Dataset records:
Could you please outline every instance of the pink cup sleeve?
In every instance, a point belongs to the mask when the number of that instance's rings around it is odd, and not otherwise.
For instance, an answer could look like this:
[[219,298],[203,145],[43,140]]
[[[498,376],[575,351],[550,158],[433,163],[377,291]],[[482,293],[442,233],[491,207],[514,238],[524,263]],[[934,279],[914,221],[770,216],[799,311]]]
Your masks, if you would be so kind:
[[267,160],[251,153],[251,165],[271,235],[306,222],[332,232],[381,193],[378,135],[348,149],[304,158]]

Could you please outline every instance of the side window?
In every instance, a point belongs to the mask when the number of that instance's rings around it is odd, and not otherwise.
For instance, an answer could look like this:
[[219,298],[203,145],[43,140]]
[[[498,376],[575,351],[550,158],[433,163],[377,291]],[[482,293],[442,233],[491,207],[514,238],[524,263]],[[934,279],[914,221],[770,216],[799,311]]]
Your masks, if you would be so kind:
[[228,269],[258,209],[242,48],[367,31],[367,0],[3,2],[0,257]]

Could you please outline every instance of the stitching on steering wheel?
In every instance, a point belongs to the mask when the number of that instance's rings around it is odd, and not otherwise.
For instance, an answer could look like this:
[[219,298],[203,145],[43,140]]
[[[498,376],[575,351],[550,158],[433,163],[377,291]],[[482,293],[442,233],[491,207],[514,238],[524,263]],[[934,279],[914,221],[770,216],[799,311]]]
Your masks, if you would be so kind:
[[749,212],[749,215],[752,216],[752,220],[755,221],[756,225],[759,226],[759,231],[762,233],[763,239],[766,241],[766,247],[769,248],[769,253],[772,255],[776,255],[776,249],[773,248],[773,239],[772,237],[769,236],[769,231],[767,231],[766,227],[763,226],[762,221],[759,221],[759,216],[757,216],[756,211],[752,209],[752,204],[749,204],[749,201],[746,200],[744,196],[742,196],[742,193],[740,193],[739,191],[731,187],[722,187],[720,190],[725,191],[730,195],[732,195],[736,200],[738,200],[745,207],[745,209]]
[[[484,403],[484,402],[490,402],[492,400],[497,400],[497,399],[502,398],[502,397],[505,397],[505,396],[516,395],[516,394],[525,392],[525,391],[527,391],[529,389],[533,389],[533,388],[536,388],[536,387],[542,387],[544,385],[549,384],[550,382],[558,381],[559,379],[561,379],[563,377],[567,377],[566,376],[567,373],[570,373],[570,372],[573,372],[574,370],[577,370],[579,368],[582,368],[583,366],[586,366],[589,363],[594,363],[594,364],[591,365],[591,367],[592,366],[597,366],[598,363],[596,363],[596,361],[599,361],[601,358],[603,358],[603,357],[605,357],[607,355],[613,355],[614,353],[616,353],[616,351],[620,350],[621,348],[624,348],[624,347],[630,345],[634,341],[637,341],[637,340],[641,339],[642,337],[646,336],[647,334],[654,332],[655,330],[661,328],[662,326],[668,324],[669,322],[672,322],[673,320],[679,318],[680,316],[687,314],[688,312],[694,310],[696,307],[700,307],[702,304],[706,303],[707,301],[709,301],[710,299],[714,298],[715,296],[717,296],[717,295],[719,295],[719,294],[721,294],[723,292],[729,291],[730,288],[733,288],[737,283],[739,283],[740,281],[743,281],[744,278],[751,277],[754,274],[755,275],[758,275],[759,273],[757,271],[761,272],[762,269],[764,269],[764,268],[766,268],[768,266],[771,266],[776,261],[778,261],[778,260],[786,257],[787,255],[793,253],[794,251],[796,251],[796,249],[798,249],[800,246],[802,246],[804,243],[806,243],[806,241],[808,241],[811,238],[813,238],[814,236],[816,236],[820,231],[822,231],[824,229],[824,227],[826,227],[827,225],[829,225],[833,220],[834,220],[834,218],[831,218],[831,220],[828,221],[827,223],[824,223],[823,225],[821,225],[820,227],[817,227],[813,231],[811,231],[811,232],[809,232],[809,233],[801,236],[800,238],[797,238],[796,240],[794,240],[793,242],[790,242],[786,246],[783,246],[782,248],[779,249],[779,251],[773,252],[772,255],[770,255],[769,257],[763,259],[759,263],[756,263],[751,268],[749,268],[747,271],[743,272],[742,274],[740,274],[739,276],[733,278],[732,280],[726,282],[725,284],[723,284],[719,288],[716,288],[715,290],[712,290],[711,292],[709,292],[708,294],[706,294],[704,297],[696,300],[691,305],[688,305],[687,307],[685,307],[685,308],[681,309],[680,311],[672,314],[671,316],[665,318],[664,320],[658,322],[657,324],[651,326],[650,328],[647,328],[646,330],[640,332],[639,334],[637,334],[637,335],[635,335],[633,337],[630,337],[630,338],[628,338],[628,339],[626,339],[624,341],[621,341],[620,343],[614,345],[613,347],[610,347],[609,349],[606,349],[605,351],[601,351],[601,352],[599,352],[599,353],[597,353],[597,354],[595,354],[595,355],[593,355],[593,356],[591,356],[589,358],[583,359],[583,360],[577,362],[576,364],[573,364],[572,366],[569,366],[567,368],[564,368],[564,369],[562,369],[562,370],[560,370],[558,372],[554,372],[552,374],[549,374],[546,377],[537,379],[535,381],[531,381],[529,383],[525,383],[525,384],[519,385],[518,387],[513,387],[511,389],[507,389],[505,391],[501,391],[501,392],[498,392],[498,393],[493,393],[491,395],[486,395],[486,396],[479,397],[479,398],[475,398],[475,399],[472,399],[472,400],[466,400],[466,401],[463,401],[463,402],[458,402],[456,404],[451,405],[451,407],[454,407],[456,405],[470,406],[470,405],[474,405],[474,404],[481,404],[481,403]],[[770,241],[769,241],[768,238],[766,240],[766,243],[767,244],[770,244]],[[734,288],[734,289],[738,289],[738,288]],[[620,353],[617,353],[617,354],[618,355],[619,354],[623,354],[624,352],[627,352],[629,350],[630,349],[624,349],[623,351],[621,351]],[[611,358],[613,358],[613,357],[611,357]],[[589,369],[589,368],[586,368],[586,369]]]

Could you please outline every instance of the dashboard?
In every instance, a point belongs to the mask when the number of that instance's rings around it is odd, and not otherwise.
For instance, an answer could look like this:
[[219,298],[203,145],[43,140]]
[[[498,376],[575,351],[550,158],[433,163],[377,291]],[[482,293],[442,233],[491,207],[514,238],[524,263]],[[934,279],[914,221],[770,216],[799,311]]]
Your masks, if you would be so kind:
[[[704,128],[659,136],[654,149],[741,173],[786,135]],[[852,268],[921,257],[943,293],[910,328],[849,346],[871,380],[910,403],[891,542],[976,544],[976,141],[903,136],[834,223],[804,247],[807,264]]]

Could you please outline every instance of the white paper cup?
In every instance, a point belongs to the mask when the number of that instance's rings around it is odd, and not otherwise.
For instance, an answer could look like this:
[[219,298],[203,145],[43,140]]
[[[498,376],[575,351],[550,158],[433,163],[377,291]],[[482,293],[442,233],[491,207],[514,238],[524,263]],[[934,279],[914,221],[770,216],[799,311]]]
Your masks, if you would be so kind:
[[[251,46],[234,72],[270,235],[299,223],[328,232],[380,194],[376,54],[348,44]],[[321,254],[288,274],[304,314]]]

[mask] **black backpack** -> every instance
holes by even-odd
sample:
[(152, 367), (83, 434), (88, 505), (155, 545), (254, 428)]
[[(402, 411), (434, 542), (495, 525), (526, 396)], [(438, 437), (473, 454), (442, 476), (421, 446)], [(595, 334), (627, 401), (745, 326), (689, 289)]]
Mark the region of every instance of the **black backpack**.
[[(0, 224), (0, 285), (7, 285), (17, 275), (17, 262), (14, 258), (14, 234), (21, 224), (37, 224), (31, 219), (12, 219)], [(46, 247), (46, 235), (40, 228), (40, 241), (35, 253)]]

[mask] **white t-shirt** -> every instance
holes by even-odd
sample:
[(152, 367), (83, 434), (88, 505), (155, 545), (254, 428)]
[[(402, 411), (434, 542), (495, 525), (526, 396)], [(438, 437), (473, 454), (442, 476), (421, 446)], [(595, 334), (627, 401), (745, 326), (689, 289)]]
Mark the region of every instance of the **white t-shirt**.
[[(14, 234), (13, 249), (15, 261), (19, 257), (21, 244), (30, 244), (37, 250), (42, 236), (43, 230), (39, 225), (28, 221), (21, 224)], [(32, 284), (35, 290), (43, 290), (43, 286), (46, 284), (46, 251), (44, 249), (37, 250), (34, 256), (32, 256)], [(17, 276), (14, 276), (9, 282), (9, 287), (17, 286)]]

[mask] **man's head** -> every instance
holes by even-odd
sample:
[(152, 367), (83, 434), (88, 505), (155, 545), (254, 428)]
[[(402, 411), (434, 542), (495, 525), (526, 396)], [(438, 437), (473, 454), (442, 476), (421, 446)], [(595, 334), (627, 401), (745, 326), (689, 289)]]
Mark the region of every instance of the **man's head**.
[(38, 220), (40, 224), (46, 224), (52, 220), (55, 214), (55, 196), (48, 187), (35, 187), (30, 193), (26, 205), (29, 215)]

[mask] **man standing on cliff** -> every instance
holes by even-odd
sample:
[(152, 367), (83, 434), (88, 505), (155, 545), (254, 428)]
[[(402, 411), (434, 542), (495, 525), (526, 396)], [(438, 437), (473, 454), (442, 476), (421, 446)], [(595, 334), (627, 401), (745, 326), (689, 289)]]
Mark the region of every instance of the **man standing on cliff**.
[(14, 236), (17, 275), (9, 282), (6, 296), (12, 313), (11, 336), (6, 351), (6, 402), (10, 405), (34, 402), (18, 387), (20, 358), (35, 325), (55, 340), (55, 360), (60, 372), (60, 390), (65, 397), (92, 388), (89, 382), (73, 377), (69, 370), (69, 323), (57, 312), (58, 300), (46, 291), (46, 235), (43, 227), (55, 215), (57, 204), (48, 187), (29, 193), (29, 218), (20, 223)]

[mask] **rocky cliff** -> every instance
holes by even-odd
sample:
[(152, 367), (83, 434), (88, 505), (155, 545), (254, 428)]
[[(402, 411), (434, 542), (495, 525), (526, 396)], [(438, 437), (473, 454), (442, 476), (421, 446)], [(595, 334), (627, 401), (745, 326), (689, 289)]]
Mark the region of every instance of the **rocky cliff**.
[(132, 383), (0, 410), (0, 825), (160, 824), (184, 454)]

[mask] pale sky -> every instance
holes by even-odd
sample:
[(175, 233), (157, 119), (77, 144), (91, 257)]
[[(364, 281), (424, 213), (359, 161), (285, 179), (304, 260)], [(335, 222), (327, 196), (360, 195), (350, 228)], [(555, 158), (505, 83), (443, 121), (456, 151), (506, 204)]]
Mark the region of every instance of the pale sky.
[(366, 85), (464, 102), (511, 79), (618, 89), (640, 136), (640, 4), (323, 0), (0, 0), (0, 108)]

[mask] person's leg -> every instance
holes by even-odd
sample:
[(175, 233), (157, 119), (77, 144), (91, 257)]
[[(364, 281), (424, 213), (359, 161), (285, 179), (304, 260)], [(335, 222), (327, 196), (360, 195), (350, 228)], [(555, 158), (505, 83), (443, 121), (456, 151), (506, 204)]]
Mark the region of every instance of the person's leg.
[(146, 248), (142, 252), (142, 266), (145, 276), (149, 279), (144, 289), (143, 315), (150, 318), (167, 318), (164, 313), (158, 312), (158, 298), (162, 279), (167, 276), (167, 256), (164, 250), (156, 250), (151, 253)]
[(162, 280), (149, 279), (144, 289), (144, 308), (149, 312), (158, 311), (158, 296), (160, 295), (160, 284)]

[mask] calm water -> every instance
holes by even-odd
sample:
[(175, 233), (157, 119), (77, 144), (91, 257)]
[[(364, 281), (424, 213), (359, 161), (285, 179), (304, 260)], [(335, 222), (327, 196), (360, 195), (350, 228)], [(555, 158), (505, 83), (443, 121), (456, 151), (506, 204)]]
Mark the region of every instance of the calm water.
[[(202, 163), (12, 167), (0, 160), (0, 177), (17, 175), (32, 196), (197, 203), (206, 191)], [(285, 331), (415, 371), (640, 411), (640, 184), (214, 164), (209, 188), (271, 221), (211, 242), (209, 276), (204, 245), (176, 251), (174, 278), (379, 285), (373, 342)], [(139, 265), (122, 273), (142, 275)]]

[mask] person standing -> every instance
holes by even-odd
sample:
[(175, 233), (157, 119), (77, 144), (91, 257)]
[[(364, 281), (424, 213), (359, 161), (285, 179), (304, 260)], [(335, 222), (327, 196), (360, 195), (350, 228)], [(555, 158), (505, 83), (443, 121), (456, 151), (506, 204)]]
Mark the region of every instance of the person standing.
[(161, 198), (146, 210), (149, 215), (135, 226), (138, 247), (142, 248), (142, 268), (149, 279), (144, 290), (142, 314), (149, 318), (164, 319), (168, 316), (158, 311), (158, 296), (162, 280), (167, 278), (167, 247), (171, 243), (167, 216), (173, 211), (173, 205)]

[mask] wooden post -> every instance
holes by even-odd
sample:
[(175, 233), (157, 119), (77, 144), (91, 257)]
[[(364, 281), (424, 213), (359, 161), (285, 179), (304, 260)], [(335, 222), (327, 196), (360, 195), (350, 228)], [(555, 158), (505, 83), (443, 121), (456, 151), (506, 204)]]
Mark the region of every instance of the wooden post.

Task to complete: Reproduce the listing above exactly, but only from its first line through the line holding "Could you please outline every instance of the side"; both of those lines are included.

Exercise answer:
Could you please outline every instance of the pink cup sleeve?
In every instance, a point belongs to the mask when the number of that instance's rings around it is odd, and not otherwise.
For instance, an answer could look like this:
[[219,298],[203,145],[43,140]]
[[[498,376],[575,351],[550,158],[433,163],[377,291]],[[482,293],[442,233],[491,207],[514,238],[524,263]],[[934,279],[914,221],[770,216],[799,311]]]
Your masks, if you would be so kind:
[[267,160],[251,153],[251,165],[271,235],[306,222],[332,232],[381,193],[378,135],[348,149],[304,158]]

Could you please outline every instance of the side window?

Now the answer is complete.